Extrait cité.
________

Un coureur à pied de fond (course de fond) a principalement besoin d’améliorer la capacité Aérobie des fibres musculaires activées entre le SL1 et sa vitesse de course de sa ou ses prochaines compétitions.

Comment faire ?
Comme je l’ai indiqué en amont à propos des processus biologiques, il faut simplement activer à l’entraînement ces fibres, le plus LONGTEMPS possible.

PS : lorsque vous faites progresser des fibres qui ne vont jamais intervenir sur la prochaine compétition, vous avez perdu temps et fatigue. Vous n’avez pas optimisé le temps consacré à la préparation de votre prochaine course (ou le temps que vous avez eu de disponible pour ce loisir).

PS2 : oui, il n’y pas que cela pour exploiter la totalité de son potentiel, en course de fond.
Plus tard !

PS3 : article destiné à donner à réfléchir.

Messagepar JuCB » sa fiche K
» 18 Août 2018, 12:06

Concrètement à l'entraînement, ça donne quoi ?

Je suis un coureur d'ultra mais je ralentis, c'est certainement dû à l'age.
2016 : 144km, 3,86km/h
2017 : 144km, 2.73km/h
2018 : 230km, 2.78km/h
ce we : 63km, 3.32km/h (mais pas de dodo)

Est ce que j'ai un moyen d'inverser la tendance ?

NB1 : je n'ai pas FB

NB2 : j'ai une piste près du boulot : je n'aime pas mais si c'est indispensable...

Messagepar Nine14 » sa fiche K
» 18 Août 2018, 12:25

JuCB a écrit:Concrètement à l'entraînement, ça donne quoi ?

Je suis un coureur d'ultra mais je ralentis, c'est certainement dû à l'age.
2016 : 144km, 3,86km/h
2017 : 144km, 2.73km/h
2018 : 230km, 2.78km/h
ce we : 63km, 3.32km/h (mais pas de dodo)

Est ce que j'ai un moyen d'inverser la tendance ?

NB1 : je n'ai pas FB

NB2 : j'ai une piste près du boulot : je n'aime pas mais si c'est indispensable...


Je ne comprends pas trop tes chiffres.

________

Lignes de données.
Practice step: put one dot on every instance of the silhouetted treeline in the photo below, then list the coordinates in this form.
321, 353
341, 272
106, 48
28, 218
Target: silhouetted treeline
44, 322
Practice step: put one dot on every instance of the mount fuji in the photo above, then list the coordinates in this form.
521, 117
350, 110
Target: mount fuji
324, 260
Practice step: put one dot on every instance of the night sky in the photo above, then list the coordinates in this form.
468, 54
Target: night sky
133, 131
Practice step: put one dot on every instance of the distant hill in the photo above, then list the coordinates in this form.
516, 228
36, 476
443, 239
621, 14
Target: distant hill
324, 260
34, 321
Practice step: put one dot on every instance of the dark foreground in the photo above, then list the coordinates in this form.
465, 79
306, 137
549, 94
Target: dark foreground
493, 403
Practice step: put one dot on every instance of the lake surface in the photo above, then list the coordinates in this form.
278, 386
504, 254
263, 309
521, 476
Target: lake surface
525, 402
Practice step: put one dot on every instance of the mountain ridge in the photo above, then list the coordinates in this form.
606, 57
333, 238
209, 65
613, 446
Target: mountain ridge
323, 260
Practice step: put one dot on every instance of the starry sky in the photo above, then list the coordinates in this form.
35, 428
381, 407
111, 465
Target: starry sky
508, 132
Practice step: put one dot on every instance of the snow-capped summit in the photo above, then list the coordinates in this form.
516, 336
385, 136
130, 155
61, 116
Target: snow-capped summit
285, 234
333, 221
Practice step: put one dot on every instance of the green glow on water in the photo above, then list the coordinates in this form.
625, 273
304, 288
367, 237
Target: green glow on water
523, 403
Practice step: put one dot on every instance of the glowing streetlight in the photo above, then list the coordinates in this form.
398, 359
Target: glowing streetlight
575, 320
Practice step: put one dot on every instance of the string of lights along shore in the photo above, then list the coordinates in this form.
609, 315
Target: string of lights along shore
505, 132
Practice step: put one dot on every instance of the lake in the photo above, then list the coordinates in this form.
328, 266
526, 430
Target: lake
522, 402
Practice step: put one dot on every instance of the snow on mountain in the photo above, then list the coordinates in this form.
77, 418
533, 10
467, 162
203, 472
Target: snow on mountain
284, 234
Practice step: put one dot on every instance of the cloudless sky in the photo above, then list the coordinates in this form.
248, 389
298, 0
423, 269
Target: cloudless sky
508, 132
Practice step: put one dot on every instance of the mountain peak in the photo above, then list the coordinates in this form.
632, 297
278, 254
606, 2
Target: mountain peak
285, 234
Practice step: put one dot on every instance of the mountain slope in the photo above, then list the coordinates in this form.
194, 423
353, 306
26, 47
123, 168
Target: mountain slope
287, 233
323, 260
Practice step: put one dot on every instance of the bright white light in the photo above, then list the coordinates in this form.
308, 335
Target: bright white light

________

Consigne. Recopiez mot pour mot, s'il vous plaît, le passage du texte sur la course de fond, de « Comme je l’ai » à « Plus tard ! ».

Corrigé.
Comme je l’ai indiqué en amont à propos des processus biologiques, il faut simplement activer à l’entraînement ces fibres, le plus LONGTEMPS possible.

PS : lorsque vous faites progresser des fibres qui ne vont jamais intervenir sur la prochaine compétition, vous avez perdu temps et fatigue. Vous n’avez pas optimisé le temps consacré à la préparation de votre prochaine course (ou le temps que vous avez eu de disponible pour ce loisir).

PS2 : oui, il n’y pas que cela pour exploiter la totalité de son potentiel, en course de fond.
Plus tard !